連載

2014年9月25日号

航空機部品加工で驚きの「成果」も

アルミ中心に手のひらサイズ〜4mまで

赤羽製作所[航空機ほか部品加工]

長野県飯田市

 航空宇宙関連の加工に関心を持つ向きは「長野県飯田市」の存在をご存知だろう。この地では航空宇宙産業参入を目指した活動を古くから行ってきた。2006年には共同受注組織「飯田航空宇宙プロジェクト」を立ち上げ、同組織に参加する地元企業が順次、参入条件となる国際規格(AS/JISQ9100等)の認証を取って仕事獲得に動いている。航空宇宙の公的展示会等でも今や「飯田」はほぼ常連になった。
 加えて昨年、地元を代表する製造業者で航空宇宙産業に強い多摩川精機が、熱処理など航空機部品の特殊工程の為の会社を設立。その専門工場がこのほど稼動した関係で、地域全体に航空宇宙の仕事量アップが見込まれている。
 前置きが長くなったが、そんな飯田市の中小製造業で「いま最も航空分野に意欲的に取り組み、実績でもトップを争う」(地元製造業者)とされるのが、赤羽製作所(赤羽徹社長、社員43名)だ。

■大胆な戦略と事業改革
 訪問して意外だったのは「航空宇宙向けの実績はまだ日が浅い」ことだった。航空関連の仕事が増え出したのはこの1、2年。総売上に占める比率も「まだ2割弱」(赤羽徹社長)と、とりわけ高いふうでもない。
 赤羽社長が言う。「リーマンショック後に社内改革を行い、思い切って投資し、まず高速鉄道、次に航空宇宙へ狙いを向けたんです。だからまだこれからですよ」。半導体・液晶関連の部品加工を得意とした同社は、「リーマンショック」までサプライヤー仲間からの加工依頼が引きも切らなかった。「偉そうですが、赤羽の仕事は早いし、ワークの仕上がりが綺麗と言われてきました。自社で量をこなせない時は赤羽に回そう、そういう同業者が地元以外にも山梨とか大阪などに多くあって、それが経営の支えにもなっていたんです」(赤羽社長)。
 しかし国内空洞化が進むなかで「リーマン」を経験し、「こういう形態では先細りする」と判断、変革に取り組んだ。「大手との取引で、安定して長期に仕事ができる事業スタイルに変える必要があった」(同)というのだ。
 有言実行—。社内的には5S活動から始めてJISQ9100を取得。技術的にはそれまでの3軸加工から同時5軸加工へ重点を移行した。受注強化の為に初めて専任営業を置き、ホームページも大胆に刷新した。今では「大物5軸アルミ加工」などで検索上位に出る。  こうした全方位的改革と平行し、大胆な先行投資で大手と直接取引するにふさわしい設備武装をした。かいつまむと、大型工場を建設(2010年)し、一昨年には5面5軸加工機(三菱重工製)や複合旋盤(ヤマザキマザック製)を設備。そして牧野フライスが航空機加工用に作り込んだ大型5軸「MAG3.EX」も入れた。「資金が潤沢? まさか(笑)。設備投資では飯田市の補助事業も含め、サポインやモノづくり補助金など計5つの助成制度を利用しました」(同)。

________________________

» 課題: 赤羽製作所の記事によると、同社が大型工場を建てたのは何年ですか。

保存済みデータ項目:
________________________

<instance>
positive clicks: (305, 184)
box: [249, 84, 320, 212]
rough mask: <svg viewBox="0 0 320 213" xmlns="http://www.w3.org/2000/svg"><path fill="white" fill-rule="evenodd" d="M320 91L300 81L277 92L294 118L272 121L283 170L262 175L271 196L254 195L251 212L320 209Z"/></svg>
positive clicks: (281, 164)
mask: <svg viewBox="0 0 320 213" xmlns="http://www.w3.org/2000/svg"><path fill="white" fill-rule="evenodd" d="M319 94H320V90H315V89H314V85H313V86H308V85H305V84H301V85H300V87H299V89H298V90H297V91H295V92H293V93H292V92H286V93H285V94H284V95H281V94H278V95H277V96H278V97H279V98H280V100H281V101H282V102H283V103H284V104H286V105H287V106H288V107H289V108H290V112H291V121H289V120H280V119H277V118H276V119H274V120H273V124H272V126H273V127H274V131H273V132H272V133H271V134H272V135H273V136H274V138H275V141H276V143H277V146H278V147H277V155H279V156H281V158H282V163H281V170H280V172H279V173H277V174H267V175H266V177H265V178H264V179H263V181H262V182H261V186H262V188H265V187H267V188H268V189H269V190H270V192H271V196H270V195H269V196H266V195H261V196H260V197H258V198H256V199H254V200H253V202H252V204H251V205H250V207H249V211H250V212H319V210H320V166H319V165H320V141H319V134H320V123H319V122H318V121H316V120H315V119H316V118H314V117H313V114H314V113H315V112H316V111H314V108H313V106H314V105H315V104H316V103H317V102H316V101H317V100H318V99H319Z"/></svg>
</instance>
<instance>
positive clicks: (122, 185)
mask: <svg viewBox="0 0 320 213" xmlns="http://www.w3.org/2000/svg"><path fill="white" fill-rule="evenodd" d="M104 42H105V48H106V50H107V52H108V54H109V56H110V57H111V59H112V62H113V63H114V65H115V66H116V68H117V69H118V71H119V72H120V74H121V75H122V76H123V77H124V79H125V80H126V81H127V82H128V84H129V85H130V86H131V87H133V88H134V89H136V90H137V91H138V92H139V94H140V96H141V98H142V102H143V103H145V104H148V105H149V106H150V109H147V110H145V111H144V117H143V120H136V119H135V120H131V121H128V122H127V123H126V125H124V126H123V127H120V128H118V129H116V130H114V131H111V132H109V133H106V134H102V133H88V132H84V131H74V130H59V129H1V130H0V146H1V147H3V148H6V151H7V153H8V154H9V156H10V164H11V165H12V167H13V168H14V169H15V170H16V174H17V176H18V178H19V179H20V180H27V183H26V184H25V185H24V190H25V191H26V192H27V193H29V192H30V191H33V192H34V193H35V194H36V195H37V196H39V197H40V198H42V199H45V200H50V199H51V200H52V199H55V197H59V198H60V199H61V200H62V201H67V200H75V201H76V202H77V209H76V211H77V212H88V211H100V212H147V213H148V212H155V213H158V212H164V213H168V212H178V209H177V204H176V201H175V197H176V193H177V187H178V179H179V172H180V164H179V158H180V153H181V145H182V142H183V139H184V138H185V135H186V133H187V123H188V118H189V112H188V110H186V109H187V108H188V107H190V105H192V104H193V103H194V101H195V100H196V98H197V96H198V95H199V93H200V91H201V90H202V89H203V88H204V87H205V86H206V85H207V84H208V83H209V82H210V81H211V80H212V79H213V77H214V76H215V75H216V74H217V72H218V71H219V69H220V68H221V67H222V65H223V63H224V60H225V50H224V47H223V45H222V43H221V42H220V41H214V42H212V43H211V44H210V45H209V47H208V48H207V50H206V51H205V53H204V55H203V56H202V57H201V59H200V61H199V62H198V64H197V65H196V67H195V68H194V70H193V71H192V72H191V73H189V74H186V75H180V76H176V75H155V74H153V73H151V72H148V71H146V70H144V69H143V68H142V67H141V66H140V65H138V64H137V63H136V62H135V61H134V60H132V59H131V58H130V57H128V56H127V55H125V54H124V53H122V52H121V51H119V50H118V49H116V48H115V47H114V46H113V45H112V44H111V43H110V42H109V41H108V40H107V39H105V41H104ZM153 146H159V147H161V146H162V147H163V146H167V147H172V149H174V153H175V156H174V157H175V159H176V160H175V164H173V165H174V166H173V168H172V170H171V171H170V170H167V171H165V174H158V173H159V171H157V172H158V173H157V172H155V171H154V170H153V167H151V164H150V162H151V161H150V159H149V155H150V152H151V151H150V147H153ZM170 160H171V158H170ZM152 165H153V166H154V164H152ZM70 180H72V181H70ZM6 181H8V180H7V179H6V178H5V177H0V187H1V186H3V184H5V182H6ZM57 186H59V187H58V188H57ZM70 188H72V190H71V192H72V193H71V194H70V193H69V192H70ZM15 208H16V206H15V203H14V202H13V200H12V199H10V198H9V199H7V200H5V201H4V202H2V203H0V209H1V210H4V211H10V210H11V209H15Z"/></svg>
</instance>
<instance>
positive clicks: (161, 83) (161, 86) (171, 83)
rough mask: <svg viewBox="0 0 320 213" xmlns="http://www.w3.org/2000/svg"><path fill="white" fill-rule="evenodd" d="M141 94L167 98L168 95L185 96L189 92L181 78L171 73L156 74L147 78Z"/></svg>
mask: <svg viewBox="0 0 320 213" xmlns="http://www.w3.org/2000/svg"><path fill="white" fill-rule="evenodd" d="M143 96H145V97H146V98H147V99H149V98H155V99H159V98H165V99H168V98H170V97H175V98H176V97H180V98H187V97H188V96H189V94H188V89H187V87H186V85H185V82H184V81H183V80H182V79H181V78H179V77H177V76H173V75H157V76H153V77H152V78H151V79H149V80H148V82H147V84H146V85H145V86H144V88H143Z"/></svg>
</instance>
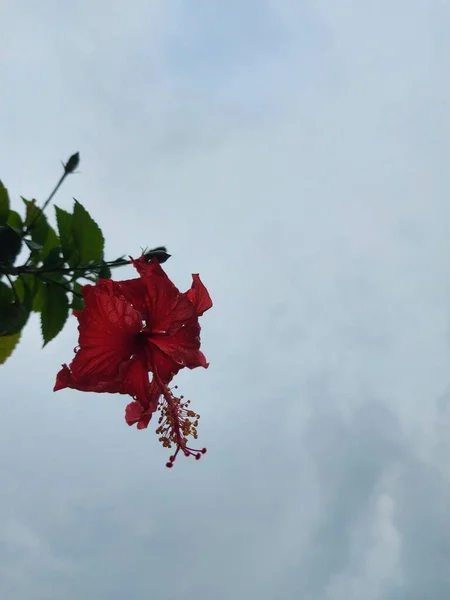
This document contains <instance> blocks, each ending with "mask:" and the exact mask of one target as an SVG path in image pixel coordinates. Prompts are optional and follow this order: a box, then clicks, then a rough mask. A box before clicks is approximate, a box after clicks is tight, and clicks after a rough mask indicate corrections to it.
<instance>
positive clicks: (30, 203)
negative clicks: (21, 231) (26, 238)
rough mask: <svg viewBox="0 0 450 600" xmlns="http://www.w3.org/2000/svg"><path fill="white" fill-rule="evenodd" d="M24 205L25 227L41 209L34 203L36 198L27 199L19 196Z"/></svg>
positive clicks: (39, 211)
mask: <svg viewBox="0 0 450 600" xmlns="http://www.w3.org/2000/svg"><path fill="white" fill-rule="evenodd" d="M21 198H22V200H23V202H24V204H25V206H26V212H25V227H28V226H29V225H30V224H31V222H32V221H34V219H36V218H37V216H38V215H40V214H41V212H42V211H41V209H40V208H39V207H38V206H37V205H36V200H34V199H33V200H27V199H26V198H24V197H23V196H21Z"/></svg>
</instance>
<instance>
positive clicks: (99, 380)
mask: <svg viewBox="0 0 450 600" xmlns="http://www.w3.org/2000/svg"><path fill="white" fill-rule="evenodd" d="M102 283H103V282H102ZM104 283H105V284H104V285H102V284H100V285H97V286H95V287H94V286H85V288H84V289H83V295H84V299H85V308H84V309H83V310H82V311H81V312H80V313H79V315H78V320H79V326H78V330H79V346H80V348H79V350H78V352H77V354H76V356H75V358H74V359H73V361H72V363H71V365H70V368H71V371H72V373H73V375H74V376H75V379H77V380H84V379H86V378H88V379H89V381H90V382H91V383H96V382H100V381H106V380H113V379H114V378H115V377H116V376H117V371H118V368H119V366H120V365H121V364H122V363H123V362H124V361H126V360H127V359H129V358H130V356H131V355H132V354H133V353H135V352H136V351H137V350H138V348H137V346H136V335H137V334H138V333H139V332H140V331H141V329H142V318H141V315H140V314H139V312H137V311H136V310H135V309H134V308H133V307H132V306H131V304H130V303H129V302H127V301H126V300H125V299H124V298H123V297H117V296H115V295H114V286H113V285H106V284H112V282H110V281H109V280H107V281H105V282H104Z"/></svg>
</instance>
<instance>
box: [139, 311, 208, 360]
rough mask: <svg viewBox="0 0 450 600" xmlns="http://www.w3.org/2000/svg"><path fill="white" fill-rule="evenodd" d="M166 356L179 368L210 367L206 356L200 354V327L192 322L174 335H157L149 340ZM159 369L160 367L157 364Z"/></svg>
mask: <svg viewBox="0 0 450 600" xmlns="http://www.w3.org/2000/svg"><path fill="white" fill-rule="evenodd" d="M149 341H150V342H151V343H152V344H154V345H155V346H157V347H158V348H159V349H160V350H161V351H162V352H164V354H166V355H167V356H169V357H170V358H171V359H172V360H173V361H174V362H175V363H177V364H178V365H179V367H180V368H181V367H188V368H189V369H195V368H196V367H205V368H207V367H208V362H207V361H206V358H205V356H204V355H203V353H202V352H200V325H199V324H198V321H192V322H190V323H188V324H187V325H185V326H184V327H182V328H181V329H179V330H178V331H177V332H176V333H175V334H174V335H157V336H152V337H150V338H149ZM156 367H157V368H158V365H157V364H156Z"/></svg>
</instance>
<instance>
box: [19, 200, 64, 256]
mask: <svg viewBox="0 0 450 600" xmlns="http://www.w3.org/2000/svg"><path fill="white" fill-rule="evenodd" d="M22 200H23V201H24V203H25V205H26V207H27V216H26V219H25V223H26V225H29V223H30V222H31V221H32V220H33V219H36V220H35V221H34V223H33V225H32V227H31V229H30V234H31V239H32V241H33V242H34V243H35V244H39V245H40V248H33V247H30V245H29V244H27V245H28V247H29V248H30V250H40V252H39V253H36V252H34V253H33V257H34V258H38V259H40V260H44V259H45V258H46V256H47V255H48V253H49V252H50V250H51V249H52V248H53V247H54V246H57V245H58V244H59V239H58V236H57V235H56V233H55V230H54V229H53V227H51V226H50V225H49V223H48V221H47V217H46V216H45V214H44V213H43V212H42V210H41V209H40V208H39V207H37V206H36V205H35V201H34V200H33V201H30V200H26V199H25V198H22Z"/></svg>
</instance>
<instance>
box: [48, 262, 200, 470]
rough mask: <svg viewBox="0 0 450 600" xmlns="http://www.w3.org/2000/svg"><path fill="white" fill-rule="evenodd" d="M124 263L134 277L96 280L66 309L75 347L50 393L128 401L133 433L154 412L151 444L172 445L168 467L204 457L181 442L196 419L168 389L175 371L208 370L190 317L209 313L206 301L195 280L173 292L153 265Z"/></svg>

________________________

» 解答: 2010年です。